SET TASK –
Please list each line of the records below that contains the string "sign". Case matters.

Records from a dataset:
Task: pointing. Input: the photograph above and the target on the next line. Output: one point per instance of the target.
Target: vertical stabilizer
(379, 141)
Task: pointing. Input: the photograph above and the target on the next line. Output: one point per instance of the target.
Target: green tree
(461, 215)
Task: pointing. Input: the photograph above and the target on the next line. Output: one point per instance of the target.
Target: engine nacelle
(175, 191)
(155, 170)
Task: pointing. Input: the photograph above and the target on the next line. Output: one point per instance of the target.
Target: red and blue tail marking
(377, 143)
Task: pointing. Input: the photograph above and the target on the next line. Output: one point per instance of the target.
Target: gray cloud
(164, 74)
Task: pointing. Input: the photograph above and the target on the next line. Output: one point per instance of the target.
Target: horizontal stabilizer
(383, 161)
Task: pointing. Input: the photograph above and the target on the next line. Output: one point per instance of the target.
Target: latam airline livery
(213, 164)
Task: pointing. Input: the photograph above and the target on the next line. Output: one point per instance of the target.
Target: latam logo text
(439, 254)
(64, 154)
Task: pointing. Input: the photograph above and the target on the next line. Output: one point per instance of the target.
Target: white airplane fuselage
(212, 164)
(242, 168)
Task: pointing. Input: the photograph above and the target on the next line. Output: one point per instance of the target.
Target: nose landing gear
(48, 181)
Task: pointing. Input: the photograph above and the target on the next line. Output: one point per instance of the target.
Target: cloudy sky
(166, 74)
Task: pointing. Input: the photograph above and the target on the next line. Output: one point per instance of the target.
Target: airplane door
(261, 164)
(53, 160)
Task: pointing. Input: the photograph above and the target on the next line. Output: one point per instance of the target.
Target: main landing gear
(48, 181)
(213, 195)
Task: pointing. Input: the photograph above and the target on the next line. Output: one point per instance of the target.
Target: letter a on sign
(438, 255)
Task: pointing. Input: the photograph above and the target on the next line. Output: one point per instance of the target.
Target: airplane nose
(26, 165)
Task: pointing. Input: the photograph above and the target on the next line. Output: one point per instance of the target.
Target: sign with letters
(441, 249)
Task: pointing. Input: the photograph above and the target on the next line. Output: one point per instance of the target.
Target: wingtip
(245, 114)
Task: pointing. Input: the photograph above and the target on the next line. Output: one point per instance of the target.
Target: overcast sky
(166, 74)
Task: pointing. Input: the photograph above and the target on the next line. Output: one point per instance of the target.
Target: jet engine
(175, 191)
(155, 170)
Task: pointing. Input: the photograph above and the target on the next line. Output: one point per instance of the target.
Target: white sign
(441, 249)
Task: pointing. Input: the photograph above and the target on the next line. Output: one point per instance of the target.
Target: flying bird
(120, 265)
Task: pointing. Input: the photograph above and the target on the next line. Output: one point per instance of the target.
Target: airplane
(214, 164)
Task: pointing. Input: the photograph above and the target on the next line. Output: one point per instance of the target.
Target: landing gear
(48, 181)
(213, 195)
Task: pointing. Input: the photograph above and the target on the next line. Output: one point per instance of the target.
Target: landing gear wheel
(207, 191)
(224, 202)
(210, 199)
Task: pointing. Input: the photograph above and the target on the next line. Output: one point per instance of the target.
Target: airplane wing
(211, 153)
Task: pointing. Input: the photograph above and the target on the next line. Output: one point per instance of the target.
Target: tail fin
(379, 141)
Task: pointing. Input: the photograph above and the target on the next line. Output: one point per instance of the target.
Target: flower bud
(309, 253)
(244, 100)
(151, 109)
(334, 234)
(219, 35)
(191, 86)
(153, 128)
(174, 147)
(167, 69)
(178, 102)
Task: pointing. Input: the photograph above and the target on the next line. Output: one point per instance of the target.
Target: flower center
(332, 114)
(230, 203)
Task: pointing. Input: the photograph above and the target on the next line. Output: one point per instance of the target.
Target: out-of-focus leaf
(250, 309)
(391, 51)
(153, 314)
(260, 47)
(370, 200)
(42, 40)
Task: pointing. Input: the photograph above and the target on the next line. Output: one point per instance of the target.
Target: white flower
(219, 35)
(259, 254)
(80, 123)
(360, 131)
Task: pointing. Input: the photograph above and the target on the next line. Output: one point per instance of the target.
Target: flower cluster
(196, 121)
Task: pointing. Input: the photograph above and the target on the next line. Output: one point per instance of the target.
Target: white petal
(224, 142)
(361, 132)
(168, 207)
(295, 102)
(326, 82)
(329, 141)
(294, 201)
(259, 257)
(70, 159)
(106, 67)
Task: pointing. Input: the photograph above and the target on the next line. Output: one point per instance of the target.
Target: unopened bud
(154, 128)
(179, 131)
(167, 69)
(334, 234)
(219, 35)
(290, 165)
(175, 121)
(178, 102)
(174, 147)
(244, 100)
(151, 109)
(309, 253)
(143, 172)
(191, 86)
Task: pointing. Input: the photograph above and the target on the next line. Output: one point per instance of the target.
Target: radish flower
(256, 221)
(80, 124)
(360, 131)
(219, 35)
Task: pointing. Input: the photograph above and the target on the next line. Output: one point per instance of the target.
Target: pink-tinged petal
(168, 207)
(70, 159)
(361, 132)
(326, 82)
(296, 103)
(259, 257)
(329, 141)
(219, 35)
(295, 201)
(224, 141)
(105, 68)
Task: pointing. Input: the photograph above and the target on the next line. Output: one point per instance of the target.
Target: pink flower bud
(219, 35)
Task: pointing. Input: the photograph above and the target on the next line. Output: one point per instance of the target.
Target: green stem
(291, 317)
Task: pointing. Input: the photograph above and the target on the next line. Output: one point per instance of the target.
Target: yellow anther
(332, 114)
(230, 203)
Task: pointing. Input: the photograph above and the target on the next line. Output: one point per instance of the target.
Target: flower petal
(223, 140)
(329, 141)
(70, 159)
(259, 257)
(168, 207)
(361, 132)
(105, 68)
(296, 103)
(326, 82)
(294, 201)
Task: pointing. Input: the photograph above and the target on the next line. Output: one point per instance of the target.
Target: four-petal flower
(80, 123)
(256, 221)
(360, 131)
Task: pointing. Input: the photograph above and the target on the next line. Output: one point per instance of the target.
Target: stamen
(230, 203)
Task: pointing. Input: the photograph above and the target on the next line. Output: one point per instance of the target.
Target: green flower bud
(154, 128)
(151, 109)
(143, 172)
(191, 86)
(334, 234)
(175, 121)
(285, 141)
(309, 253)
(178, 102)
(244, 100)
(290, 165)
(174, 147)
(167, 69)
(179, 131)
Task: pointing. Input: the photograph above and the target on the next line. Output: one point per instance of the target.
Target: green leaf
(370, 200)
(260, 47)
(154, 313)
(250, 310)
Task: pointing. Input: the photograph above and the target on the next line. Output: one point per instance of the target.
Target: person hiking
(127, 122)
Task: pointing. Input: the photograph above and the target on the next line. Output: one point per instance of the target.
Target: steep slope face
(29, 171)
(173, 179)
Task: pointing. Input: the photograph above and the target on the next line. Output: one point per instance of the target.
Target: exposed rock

SOLUTION –
Target: letter a on sign
Target: sign with letters
Target: white sign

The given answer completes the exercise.